THE REQUEST: Copy down all of the data underneath, exactly as shown.

***** INFORMATION PROVIDED

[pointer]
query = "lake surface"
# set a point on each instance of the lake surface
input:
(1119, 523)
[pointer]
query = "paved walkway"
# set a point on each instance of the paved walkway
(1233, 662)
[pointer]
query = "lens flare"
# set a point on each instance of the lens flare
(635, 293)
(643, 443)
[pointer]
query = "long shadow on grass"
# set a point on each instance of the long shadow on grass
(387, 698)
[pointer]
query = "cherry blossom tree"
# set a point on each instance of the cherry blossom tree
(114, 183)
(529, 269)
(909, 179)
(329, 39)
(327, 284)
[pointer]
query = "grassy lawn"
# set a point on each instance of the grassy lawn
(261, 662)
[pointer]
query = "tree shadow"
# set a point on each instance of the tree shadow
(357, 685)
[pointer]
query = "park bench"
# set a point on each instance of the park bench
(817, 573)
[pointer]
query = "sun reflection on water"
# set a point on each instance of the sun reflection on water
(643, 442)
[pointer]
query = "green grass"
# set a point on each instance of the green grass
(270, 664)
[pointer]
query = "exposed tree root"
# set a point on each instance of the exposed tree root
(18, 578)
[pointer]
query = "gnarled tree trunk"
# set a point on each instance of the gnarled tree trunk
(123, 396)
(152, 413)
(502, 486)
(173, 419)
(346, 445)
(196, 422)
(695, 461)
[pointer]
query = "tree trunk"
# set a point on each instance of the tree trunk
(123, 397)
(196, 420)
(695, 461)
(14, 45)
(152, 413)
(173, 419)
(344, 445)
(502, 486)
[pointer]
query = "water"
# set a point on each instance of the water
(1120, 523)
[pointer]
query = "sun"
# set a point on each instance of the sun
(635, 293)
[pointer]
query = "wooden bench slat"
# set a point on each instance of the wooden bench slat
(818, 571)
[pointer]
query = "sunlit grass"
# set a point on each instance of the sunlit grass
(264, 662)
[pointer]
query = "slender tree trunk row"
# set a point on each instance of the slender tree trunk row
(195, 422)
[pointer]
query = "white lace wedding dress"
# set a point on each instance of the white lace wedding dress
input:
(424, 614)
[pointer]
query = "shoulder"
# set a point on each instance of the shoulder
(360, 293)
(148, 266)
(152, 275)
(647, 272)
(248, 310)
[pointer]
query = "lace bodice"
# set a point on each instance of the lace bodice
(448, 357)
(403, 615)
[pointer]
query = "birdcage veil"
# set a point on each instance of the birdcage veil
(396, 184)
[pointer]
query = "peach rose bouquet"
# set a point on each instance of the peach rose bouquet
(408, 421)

**********

SOLUTION TO THE EXERCISE:
[pointer]
query = "lake surface"
# set a point on each instance of the lake surface
input:
(1119, 523)
[pointer]
query = "paved walkway"
# set a point on each instance of the paved walkway
(1233, 662)
[pointer]
query = "lens flare"
# set a point on each instance of the lens flare
(635, 293)
(643, 443)
[pointer]
query = "long shadow on grass"
# set a point on each instance of the long shadow on grass
(387, 698)
[pointer]
query = "cherry blossom tree"
# set a point on each instance of the cherry blossom tree
(114, 183)
(529, 269)
(909, 179)
(329, 39)
(327, 284)
[pointer]
query = "grassy lawn"
# set a point on each instance of the grassy lawn
(261, 662)
[pointer]
query = "tree shadow"
# set a point on each instance of the tree shadow
(357, 685)
[pointer]
query = "park bench"
# set a point on each instance of the park bench
(817, 573)
[pointer]
query = "sun reflection on water"
# set a point on each instance of the sun reflection on water
(643, 442)
[pointer]
query = "green grass"
# set a point on each instance of the green grass
(270, 664)
[pointer]
query = "exposed tree root"
# set a point on each instance of the exposed tree root
(18, 578)
[pointer]
query = "gnarled tree trunk"
# set a point on each instance of the gnarled tree trunk
(123, 396)
(152, 413)
(502, 486)
(173, 419)
(346, 445)
(196, 422)
(695, 461)
[pointer]
query = "tree trunk"
# set a point on each instance of the tree trunk
(123, 397)
(196, 420)
(695, 461)
(14, 45)
(152, 413)
(173, 419)
(344, 445)
(502, 486)
[pointer]
query = "water"
# set a point on each instance of the water
(1120, 523)
[pointer]
query = "sun"
# set a point on each instance of the sun
(635, 293)
[pointer]
query = "wooden bench slat"
# set a point on each instance of the wooden bench slat
(818, 571)
[pointer]
query = "sunlit grass"
# set a point on each instance of the sunlit grass
(264, 662)
[pointer]
query = "slender tree trunk row"
# set a point on each instance of the slender tree trunk row
(195, 422)
[pointer]
query = "white lace wedding dress"
# set a point on each instance of the white lace wedding dress
input:
(424, 614)
[pointer]
query = "shoulder"
# set a point on each instance of the shoulder
(360, 293)
(148, 266)
(152, 275)
(647, 272)
(248, 310)
[pointer]
query = "lace bodice"
# set a point on each instance of the lace bodice
(448, 357)
(403, 615)
[pointer]
query = "birdcage veil"
# set a point on each instance of the birdcage veil
(396, 184)
[pointer]
query = "peach rose bouquet"
# set a point on each instance of the peach rose bouquet
(408, 421)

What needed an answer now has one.